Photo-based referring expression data
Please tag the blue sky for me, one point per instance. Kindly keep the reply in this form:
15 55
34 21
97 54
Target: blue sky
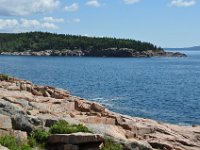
166 23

* WORK INSTRUCTION
All of the records need to be reproduced exactly, with each picture omitted.

* PROBLEM SOLUTION
Please tag the blue sky for me, one point per instance. Kindly keep the reply in this form:
15 55
34 21
97 54
Target: blue sky
166 23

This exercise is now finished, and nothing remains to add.